Set problem 1: What do physicists generally agree on about quantum mechanics, according to the quantum computing post?
Set problem 2: Extend the quantum computing post past its final sentence.

Passage given:
( Probably one of the most confusing twenty-five -minute to thirty-minute read I have ever written) 

The computing power that we have available to us at our fingertips is astonishing but even with the most powerful supercomputers on the planet, some problems are still way beyond our reach and there are still some problems out there that would take longer than the universe has existed to solve.

In the past, we believed all computers fundamentally did the same thing—just maybe one a bit faster than another but when it comes to Quantum Computers do any of us know what we are talking about. 

There are loads of attempts to explain Quantum computing in layman terms but the truth is that physicists are themselves in general agreement that no one really understands quantum mechanics which is the basis for a Quantum Computer.


Because Quantum mechanics can be used to describe many physical systems.

However, there is a common set of core principles that all of these physical systems obey.

So as quantum computers promise to truly transform our world here is another attempt to get quantum computing into an understandable language. 

Just what is a Quantum Computer?

It’s like having a big airport with lots of baggage terminals, and you are looking for a lost suitcase on one of them. You employ the help of some friends to search each of the terminal one by one before you find the suitcase. A Quantum computer will search all the terminals at the same time, and only the terminal on which it is found exists after you look at it.

Weird, Yes, but this is where it gets really complicated.

The goal in quantum computing is to choreograph things so that some paths leading to a wrong answer have positive amplitudes and others have negative amplitudes, so, on the whole, they cancel out and the wrong answer is not observed.

Any the wiser? No!

Here are the dudes that contributed to its discovery, not the suitcase but the quantum Mathematics.   

They all puzzles about matter and light. Coming to the conclusion that was solved by postulating that atoms and particles behave differently from macroscopic objects. Eventually, this led to the theory of quantum mechanics, which explains all of those differences, using a small number of basic principles.

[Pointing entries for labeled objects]
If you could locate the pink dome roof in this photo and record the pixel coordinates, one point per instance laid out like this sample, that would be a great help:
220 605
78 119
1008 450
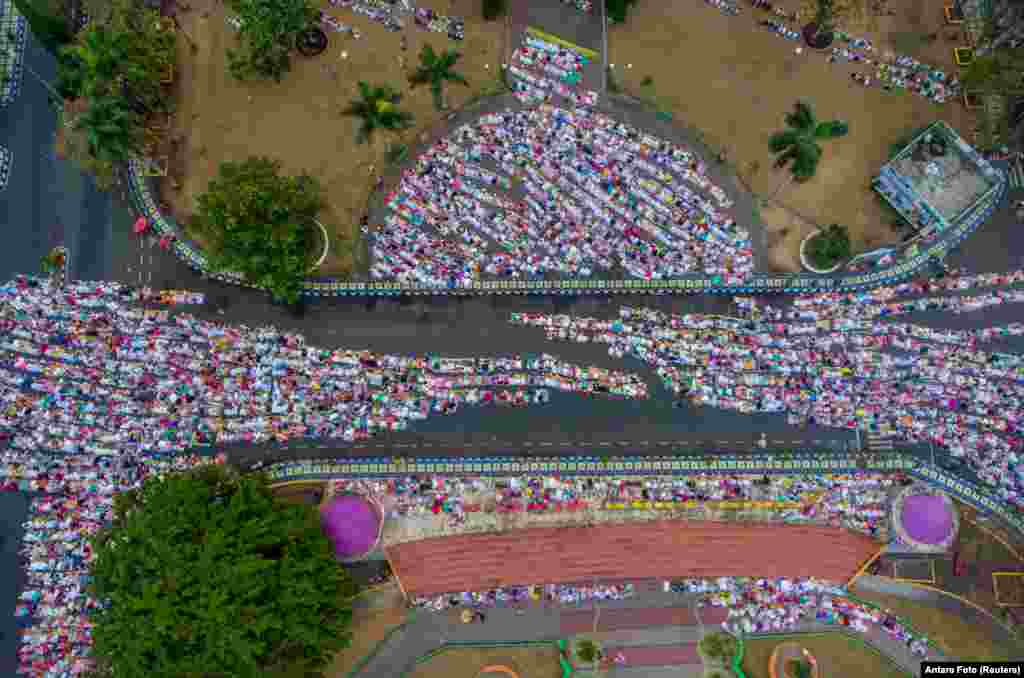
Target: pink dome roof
351 523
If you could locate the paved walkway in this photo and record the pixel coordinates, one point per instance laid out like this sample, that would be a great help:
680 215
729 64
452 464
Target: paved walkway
426 631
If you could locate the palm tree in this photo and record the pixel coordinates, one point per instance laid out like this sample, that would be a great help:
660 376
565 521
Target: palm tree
435 70
376 108
799 142
112 129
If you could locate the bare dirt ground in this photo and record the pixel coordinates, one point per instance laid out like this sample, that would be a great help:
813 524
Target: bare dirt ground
298 121
735 82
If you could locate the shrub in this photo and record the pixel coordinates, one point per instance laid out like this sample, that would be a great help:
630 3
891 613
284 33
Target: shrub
719 646
588 650
829 247
617 8
494 8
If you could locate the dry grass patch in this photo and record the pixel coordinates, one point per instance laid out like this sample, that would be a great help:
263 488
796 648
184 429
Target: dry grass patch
299 121
370 627
735 82
838 655
534 662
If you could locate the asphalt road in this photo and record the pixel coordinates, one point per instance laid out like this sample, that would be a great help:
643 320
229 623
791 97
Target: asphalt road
47 200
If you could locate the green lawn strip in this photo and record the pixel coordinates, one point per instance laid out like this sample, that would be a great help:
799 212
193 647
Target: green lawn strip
838 654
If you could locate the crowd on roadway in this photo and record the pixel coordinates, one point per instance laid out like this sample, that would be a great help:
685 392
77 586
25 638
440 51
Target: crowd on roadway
540 70
598 196
765 605
82 371
77 499
552 593
856 501
849 370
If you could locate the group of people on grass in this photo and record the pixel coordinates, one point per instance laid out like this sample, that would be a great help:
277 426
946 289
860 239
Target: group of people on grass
73 498
597 196
842 365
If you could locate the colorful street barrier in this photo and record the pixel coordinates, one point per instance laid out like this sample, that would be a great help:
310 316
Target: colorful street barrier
900 271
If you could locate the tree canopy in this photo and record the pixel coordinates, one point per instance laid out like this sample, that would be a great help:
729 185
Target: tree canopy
829 247
376 107
799 142
435 70
260 223
1000 71
205 574
47 23
267 33
617 9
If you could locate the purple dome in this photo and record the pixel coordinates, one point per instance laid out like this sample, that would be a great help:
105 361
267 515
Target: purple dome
351 522
927 518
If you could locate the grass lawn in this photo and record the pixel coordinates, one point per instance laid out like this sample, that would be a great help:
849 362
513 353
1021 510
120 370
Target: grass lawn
535 662
735 82
954 636
298 121
838 657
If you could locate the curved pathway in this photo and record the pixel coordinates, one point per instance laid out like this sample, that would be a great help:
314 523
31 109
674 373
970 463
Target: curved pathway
651 550
648 619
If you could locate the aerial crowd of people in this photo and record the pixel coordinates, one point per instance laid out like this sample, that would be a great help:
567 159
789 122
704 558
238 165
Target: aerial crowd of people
598 196
854 501
82 371
839 364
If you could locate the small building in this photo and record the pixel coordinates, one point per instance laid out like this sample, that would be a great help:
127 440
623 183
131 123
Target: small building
938 181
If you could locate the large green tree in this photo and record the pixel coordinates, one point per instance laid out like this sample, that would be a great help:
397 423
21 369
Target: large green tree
47 23
435 70
799 142
376 107
113 131
261 223
205 574
267 34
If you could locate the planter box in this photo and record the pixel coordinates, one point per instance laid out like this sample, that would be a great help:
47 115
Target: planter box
156 166
807 263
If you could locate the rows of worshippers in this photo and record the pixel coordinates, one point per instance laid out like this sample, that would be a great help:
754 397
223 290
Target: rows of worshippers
910 382
857 501
52 607
541 69
825 305
599 196
512 595
764 605
81 370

Output 1: That no one really understands quantum mechanics.

Output 2:
One has to think of quantum mechanics as a generalization of probability theory in which probabilities can be negative.

The idea of quantum computing, however, is to use physics to do the math. For example, to devise quantum algorithms such that all the possible ways to get to the wrong answer interfere with themselves and cancel each other out, while leaving only the possibility of getting to the right answer.

Still none the wiser.

I would love to ask them why should Nature have been quantum-mechanical?

In computers, we can stuff the laws of nature into it mathematically and create the world. Other words if a computer has a sequence of thirty 0s and 1s, it has about one billion of possible values.

However, a classical computer can only be in one of these one billion states at the same time. A quantum computer can be in a quantum combination of all of those states, called superposition. This allows it to perform one billion or more copies of computation at the same time.

But how do we access these billion results?

Experiments in quantum physics are now creating artificial physical systems that obey the laws of quantum mechanics but do not exist in nature under normal conditions.

In order to fully understand the quantum world, you have to develop a new realm of mathematics.

We have little daily experience dealing with elementary particles.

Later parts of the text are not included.